Task item> Gather every line of the entries below that contains the word "then", matching case exactly.

BEGIN

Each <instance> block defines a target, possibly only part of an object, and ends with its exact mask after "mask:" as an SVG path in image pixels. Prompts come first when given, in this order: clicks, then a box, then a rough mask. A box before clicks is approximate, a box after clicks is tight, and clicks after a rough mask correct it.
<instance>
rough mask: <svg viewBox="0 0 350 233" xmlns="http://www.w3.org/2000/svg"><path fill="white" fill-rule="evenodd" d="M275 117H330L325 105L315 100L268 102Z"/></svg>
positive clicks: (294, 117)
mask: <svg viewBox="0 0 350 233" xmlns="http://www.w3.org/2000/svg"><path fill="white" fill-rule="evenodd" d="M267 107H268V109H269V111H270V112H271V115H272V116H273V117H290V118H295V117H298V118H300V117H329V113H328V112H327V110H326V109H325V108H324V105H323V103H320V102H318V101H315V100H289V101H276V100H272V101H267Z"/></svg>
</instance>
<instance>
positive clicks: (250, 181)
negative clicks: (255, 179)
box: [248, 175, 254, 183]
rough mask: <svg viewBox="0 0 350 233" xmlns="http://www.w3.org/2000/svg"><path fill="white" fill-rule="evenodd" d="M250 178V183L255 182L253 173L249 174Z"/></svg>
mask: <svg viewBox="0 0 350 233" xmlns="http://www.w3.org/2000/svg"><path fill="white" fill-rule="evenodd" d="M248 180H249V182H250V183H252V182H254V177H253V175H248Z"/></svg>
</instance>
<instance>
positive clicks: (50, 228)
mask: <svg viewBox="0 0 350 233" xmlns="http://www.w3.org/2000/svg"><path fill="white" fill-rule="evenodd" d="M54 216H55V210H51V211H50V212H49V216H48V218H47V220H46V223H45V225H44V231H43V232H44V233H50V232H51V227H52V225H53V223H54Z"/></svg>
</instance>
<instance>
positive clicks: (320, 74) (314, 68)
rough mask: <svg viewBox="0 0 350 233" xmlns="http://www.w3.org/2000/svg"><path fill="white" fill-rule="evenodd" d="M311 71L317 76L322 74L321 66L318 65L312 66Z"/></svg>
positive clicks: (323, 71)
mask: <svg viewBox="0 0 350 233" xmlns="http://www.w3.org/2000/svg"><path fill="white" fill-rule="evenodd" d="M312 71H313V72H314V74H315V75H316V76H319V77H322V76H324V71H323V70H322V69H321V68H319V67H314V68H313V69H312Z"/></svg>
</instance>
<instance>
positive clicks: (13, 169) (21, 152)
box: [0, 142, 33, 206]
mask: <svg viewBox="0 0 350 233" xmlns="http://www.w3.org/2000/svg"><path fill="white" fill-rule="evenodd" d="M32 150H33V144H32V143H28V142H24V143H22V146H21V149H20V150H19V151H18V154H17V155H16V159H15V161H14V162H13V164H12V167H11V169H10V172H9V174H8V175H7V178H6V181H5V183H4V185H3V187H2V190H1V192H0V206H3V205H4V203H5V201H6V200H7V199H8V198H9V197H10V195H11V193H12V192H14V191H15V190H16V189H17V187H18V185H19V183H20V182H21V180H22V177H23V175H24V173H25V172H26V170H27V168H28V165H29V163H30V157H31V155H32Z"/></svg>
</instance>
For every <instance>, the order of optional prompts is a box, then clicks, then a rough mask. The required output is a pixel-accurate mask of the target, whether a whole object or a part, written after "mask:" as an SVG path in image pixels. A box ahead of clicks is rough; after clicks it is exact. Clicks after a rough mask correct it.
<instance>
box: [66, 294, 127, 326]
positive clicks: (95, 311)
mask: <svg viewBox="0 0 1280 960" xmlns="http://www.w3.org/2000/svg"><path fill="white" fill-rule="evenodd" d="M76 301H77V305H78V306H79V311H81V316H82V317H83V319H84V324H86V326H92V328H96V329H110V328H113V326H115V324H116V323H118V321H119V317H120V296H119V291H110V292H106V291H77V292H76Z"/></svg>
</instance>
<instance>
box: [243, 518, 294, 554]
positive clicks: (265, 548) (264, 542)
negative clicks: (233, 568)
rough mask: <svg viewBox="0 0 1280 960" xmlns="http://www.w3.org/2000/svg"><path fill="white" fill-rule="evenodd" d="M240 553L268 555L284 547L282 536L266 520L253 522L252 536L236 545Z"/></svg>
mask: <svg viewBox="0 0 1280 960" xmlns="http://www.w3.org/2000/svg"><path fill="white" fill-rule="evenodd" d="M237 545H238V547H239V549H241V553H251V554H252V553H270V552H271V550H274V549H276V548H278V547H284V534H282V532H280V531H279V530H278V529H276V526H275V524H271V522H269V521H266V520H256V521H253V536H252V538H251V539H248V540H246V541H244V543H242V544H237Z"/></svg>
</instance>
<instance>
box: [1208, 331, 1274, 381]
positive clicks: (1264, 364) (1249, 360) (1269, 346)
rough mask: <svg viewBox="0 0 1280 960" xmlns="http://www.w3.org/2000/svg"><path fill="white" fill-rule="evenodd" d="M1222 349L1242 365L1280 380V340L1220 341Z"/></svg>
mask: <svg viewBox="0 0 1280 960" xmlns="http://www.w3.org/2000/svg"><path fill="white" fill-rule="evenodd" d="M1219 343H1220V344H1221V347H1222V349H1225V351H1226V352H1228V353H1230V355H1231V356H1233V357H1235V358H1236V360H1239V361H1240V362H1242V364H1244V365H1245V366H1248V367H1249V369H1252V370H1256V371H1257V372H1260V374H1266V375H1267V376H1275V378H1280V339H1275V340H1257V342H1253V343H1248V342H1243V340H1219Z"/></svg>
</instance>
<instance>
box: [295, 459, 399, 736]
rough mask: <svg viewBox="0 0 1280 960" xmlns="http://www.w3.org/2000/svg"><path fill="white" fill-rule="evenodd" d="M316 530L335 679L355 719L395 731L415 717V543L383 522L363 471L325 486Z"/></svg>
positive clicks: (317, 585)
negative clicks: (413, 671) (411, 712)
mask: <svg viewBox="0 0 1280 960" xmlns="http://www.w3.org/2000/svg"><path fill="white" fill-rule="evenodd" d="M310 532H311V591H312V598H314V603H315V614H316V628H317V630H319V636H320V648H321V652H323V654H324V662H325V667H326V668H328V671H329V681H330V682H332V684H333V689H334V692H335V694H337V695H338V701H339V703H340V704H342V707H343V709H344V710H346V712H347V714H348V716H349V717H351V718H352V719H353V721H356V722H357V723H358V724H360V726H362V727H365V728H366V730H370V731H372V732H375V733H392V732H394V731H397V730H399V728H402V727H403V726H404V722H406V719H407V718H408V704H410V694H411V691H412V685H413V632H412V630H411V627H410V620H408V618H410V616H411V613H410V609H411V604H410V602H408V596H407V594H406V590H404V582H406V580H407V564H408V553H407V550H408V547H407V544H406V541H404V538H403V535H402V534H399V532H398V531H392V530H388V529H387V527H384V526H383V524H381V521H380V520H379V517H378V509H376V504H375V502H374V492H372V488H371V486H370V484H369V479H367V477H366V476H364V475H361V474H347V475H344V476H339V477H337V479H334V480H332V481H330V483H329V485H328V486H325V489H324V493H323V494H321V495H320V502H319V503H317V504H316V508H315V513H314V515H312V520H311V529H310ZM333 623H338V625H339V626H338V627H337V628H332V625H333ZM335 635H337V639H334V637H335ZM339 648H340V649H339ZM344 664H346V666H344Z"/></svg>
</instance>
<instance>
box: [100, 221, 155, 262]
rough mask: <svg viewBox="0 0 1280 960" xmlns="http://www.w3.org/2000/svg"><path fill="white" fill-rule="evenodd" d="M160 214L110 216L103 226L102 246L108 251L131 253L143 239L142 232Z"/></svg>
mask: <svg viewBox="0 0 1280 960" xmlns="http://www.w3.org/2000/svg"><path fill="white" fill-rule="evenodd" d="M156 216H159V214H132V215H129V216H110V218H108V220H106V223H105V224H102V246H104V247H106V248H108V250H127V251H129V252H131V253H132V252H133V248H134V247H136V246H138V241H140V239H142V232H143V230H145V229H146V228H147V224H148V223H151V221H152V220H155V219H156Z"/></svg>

END

Exercise solution>
Each <instance> block defines a target, possibly only part of an object, and ends with its exact mask after "mask:" as an SVG path in image pixels. Prompts come first when given, in this order: clicks, then a box, then a rough mask. A box before clicks is approximate, a box after clicks is tight, and clicks after a rough mask correct it.
For every <instance>, the order of optional prompts is a box, then clicks, then a rough mask. The required output is a pixel-accurate mask of the target, whether a whole object or a part, written after "mask:" as an SVG path in image pixels. A box ahead of clicks is rough; after clicks it is exact. Clicks after a rough mask correct it.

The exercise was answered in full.